* _OBJECTIVE_
Could you put the stretch of the data from its first line through the line containing "[[[354,240],[362,200],[238,204],[176,221],[163,241],[185,262]]]" into a numbered list, leaving out any blank lines?

* _PROVIDED RECORDS_
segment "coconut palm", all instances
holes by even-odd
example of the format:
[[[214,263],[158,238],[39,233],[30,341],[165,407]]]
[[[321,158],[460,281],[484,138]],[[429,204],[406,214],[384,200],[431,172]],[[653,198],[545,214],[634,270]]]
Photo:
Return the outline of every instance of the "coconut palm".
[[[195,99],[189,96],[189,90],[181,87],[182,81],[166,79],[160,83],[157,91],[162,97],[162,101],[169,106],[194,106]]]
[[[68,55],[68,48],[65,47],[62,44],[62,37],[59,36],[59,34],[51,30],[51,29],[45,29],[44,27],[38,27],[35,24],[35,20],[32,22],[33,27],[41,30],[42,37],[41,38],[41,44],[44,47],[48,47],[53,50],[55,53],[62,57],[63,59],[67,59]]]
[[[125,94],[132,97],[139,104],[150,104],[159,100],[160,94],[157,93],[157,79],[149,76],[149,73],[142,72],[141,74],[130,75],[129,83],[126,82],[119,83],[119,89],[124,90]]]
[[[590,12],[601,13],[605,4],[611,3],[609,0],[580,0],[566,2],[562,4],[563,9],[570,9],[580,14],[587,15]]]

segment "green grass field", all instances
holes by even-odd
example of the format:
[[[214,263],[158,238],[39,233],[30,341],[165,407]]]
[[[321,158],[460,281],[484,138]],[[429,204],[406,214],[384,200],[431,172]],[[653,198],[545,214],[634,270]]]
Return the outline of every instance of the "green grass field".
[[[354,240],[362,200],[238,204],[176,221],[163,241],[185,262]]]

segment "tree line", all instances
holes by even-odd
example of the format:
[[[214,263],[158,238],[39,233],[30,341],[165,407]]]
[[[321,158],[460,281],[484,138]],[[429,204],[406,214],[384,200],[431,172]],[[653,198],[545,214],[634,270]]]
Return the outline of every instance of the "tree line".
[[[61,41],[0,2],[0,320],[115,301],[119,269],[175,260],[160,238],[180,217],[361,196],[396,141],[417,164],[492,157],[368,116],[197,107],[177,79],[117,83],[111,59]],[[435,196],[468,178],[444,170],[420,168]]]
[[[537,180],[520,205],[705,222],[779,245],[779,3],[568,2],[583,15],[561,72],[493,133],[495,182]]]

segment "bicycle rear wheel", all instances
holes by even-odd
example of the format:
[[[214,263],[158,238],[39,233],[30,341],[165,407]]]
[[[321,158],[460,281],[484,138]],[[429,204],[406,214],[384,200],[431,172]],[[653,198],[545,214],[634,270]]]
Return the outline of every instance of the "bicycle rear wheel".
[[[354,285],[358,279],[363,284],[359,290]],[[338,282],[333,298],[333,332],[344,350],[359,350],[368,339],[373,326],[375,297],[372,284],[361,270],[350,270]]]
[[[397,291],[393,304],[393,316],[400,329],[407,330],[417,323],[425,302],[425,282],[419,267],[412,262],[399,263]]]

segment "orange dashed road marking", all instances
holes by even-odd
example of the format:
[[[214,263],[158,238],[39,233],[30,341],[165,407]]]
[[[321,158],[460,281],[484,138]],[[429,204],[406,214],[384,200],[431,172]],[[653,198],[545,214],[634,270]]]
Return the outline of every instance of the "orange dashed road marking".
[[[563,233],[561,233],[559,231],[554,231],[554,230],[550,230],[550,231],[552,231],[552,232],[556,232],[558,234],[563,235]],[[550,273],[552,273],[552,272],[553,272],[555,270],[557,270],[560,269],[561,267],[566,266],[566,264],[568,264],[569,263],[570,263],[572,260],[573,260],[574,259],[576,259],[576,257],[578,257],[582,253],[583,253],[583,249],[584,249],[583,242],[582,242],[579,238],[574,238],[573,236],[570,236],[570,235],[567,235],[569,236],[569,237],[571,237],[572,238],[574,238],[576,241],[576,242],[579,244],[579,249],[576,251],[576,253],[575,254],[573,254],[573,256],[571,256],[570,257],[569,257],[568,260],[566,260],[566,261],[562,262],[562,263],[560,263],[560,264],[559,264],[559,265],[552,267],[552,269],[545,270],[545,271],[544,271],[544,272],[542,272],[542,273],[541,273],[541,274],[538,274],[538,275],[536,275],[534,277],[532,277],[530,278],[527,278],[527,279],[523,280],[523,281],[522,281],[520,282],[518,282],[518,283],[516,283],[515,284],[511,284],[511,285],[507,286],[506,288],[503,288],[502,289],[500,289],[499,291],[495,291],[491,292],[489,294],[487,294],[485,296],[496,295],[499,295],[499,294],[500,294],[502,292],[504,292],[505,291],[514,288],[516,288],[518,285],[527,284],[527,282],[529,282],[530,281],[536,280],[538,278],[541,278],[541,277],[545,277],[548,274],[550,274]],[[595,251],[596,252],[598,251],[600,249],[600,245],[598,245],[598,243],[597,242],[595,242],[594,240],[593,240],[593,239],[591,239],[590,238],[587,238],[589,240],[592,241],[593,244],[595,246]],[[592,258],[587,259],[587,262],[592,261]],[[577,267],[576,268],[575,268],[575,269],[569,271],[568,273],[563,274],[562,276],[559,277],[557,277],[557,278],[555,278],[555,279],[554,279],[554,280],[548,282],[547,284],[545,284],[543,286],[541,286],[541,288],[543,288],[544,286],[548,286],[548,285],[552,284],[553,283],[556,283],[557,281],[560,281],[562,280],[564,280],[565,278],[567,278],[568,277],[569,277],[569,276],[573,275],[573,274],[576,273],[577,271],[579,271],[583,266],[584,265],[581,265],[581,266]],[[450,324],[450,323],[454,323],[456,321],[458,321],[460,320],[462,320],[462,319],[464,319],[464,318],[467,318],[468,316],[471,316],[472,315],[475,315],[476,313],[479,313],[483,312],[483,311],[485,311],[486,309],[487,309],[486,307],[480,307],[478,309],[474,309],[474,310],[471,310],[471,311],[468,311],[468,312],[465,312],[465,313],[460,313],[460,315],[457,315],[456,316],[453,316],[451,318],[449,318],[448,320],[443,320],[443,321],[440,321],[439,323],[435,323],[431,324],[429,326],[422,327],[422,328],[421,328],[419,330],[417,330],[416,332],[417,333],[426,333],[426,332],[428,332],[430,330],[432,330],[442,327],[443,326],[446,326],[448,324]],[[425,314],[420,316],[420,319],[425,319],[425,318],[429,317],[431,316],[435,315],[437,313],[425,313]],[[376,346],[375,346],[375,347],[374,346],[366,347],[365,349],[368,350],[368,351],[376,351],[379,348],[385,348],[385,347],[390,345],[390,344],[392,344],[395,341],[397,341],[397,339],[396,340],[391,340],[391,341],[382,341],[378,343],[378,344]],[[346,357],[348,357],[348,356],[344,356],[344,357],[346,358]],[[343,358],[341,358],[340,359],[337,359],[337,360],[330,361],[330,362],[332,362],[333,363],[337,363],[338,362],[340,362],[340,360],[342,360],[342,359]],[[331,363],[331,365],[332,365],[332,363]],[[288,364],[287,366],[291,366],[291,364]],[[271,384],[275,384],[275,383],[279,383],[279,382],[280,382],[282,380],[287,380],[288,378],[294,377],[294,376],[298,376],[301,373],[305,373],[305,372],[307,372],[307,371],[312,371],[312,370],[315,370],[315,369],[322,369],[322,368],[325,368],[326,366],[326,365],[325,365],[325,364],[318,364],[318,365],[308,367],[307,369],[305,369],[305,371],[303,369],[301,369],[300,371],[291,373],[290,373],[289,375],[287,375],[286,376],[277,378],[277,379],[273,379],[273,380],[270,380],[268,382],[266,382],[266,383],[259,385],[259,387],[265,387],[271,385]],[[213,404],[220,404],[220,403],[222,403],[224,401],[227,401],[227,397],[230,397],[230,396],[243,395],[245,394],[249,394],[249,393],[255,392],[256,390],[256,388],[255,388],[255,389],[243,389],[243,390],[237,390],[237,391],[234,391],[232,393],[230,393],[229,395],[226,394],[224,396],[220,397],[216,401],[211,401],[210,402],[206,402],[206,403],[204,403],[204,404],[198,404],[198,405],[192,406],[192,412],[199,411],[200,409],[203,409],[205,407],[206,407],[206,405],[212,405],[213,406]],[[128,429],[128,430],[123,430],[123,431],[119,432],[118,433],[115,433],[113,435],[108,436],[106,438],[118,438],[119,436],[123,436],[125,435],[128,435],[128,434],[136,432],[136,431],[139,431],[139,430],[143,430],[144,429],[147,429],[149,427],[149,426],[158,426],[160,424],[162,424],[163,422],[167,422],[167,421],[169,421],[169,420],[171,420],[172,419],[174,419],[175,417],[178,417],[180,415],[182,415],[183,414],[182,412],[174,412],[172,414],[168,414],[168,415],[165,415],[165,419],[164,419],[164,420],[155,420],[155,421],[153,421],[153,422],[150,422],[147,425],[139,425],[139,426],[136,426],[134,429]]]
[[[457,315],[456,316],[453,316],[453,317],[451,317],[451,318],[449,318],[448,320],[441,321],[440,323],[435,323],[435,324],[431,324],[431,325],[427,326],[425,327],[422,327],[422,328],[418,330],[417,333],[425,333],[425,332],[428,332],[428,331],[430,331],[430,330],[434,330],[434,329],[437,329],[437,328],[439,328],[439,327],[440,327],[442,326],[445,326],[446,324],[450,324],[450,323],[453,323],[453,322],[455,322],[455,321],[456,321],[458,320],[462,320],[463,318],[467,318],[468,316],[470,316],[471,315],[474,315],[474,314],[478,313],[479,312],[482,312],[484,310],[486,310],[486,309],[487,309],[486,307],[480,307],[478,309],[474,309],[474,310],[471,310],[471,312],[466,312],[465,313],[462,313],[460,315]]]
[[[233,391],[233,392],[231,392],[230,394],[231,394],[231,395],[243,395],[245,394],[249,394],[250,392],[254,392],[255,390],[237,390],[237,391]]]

* _RESULT BELOW_
1. segment "coconut palm", all instances
2. holes by even-odd
3. example of the format:
4. [[[214,263],[158,238],[39,233],[30,341],[165,407]]]
5. [[[321,158],[460,281],[484,138]],[[429,204],[406,214],[384,200],[431,172]],[[653,198],[545,214],[634,270]]]
6. Photo:
7. Return the outline of every instance of the "coconut palm".
8. [[[195,99],[189,96],[189,90],[181,87],[182,81],[166,79],[160,83],[157,91],[162,97],[162,101],[169,106],[194,106]]]
9. [[[68,55],[68,48],[65,47],[62,44],[62,37],[59,36],[59,34],[51,30],[51,29],[45,29],[44,27],[38,27],[35,24],[35,20],[32,22],[33,27],[41,30],[42,37],[41,38],[41,44],[44,47],[48,47],[53,50],[55,53],[62,57],[63,59],[67,59]]]
10. [[[125,94],[132,97],[139,104],[150,104],[159,100],[160,94],[157,93],[157,79],[149,76],[149,73],[142,72],[141,74],[130,75],[129,83],[126,82],[119,83],[119,89],[124,90]]]
11. [[[590,12],[601,13],[605,4],[611,3],[609,0],[580,0],[566,2],[562,4],[563,9],[570,9],[580,14],[587,15]]]
12. segment "green grass field", all instances
13. holes by even-odd
14. example of the format:
15. [[[214,263],[158,238],[39,233],[30,341],[165,407]]]
16. [[[321,158],[460,281],[484,138]],[[429,204],[406,214],[384,200],[431,172]],[[653,198],[545,214],[634,270]]]
17. Return the outline of every instance of the "green grass field".
18. [[[354,240],[362,200],[238,204],[176,221],[163,241],[185,262]]]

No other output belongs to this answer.